**Stated task:** Please pull out the stretch of the material from its first line through the line containing "pixel 540 208", that line included, and reproduce it verbatim.

**Material for the task:**

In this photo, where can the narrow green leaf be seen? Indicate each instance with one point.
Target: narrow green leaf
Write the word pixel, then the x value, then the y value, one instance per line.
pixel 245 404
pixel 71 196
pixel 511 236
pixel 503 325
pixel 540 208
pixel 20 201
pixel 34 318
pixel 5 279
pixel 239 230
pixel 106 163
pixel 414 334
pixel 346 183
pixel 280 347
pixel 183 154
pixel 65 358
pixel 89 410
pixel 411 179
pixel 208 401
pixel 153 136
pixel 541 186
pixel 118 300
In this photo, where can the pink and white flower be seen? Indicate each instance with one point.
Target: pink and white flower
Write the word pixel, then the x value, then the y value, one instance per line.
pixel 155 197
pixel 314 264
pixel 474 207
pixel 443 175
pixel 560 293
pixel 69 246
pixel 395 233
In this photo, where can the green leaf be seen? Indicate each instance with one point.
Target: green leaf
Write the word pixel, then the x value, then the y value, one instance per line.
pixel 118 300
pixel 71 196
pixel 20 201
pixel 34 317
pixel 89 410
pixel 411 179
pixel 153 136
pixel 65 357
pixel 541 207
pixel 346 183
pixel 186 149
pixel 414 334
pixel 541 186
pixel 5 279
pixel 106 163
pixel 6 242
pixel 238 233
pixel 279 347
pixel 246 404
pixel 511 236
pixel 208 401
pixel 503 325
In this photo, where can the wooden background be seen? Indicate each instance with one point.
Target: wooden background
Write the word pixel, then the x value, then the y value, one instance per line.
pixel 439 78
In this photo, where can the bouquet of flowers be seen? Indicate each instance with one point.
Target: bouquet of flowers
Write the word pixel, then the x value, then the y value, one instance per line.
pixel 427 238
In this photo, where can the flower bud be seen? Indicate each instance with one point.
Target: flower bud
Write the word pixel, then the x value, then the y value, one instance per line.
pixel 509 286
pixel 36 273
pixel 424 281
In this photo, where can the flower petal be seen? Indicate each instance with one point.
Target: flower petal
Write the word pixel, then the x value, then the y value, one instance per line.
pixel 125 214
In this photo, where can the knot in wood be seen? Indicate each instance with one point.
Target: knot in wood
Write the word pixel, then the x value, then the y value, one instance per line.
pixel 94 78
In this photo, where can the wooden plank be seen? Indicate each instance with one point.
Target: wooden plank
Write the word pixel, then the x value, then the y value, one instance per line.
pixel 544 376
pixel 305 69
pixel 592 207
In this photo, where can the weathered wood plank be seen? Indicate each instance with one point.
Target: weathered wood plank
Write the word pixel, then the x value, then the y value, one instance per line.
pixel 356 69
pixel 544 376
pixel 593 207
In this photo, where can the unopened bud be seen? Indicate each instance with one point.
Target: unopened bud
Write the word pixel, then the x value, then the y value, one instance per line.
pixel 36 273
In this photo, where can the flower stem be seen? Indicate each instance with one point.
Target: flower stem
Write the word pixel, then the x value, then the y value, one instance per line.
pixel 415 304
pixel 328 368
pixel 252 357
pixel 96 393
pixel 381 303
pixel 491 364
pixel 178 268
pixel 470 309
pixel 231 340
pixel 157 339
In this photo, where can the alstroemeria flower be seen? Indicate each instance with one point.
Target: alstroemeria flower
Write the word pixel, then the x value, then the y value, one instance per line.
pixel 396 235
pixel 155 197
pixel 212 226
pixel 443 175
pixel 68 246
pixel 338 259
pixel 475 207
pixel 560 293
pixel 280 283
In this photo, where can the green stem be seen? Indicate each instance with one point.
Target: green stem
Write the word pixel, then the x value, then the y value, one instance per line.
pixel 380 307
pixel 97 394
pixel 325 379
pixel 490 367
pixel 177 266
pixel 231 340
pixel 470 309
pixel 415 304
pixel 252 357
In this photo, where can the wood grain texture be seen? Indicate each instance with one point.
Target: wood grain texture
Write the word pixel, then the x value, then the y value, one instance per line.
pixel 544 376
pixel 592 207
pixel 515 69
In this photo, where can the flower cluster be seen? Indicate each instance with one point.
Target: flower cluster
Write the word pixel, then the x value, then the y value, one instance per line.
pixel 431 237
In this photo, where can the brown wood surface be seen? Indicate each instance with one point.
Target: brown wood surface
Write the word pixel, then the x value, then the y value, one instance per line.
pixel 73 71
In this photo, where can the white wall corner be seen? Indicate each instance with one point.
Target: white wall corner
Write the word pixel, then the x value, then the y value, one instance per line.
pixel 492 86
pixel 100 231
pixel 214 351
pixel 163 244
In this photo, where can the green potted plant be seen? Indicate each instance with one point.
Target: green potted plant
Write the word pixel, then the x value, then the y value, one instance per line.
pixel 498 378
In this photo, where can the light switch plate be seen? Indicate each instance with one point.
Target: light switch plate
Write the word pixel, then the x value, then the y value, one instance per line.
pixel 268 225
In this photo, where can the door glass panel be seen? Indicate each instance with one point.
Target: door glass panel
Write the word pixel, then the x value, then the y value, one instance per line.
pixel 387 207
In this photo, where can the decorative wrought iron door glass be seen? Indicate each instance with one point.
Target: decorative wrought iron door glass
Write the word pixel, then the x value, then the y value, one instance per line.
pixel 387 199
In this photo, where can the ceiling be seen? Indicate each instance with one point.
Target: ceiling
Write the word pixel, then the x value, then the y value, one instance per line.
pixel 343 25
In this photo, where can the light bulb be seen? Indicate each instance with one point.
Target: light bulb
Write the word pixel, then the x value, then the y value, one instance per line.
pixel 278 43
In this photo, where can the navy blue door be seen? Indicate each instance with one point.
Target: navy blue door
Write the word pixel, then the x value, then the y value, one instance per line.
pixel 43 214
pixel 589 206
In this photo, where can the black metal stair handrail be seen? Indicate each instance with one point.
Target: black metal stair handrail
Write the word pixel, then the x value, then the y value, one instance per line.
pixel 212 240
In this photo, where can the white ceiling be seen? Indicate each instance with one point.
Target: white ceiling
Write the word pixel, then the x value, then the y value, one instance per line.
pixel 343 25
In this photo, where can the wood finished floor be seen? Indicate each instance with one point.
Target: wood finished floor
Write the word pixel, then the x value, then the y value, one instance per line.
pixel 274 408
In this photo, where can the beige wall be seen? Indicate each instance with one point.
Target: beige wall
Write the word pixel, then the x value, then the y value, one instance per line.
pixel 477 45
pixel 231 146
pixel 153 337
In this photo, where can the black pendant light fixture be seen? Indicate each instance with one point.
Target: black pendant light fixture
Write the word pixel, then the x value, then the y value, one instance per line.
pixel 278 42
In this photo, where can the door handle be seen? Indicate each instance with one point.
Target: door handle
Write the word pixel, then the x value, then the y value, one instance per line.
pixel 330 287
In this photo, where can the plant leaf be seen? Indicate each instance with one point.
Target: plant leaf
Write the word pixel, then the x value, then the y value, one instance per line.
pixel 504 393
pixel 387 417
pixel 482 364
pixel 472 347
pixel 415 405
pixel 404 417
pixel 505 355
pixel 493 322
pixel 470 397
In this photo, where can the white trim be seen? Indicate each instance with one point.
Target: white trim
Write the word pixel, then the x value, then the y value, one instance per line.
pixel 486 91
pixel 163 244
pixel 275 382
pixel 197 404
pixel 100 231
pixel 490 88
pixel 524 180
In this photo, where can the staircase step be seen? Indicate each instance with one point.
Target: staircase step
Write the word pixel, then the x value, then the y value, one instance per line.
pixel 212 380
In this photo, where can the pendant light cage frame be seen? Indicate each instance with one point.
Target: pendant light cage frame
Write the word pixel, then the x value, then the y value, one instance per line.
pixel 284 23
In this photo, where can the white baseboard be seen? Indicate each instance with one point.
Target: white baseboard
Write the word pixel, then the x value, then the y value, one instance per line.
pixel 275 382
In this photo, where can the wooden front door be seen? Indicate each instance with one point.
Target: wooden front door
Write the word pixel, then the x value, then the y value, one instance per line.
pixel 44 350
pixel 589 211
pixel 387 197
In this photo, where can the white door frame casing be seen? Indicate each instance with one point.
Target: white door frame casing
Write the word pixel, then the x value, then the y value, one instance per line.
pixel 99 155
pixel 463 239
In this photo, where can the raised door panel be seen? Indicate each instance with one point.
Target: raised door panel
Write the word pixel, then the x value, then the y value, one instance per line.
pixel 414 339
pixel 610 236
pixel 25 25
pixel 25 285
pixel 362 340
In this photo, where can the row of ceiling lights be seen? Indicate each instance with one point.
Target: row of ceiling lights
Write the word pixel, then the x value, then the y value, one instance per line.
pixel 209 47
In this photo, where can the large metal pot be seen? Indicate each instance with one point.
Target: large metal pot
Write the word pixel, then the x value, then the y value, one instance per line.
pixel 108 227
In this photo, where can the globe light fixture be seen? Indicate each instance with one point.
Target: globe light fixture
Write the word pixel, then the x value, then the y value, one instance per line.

**Correct output:**
In this photo, where can the narrow green leaf be seen? Indicate each instance with one point.
Target: narrow green leaf
Write the word pixel, then the x value, then the y value, one instance per line.
pixel 245 404
pixel 71 196
pixel 511 236
pixel 503 325
pixel 540 208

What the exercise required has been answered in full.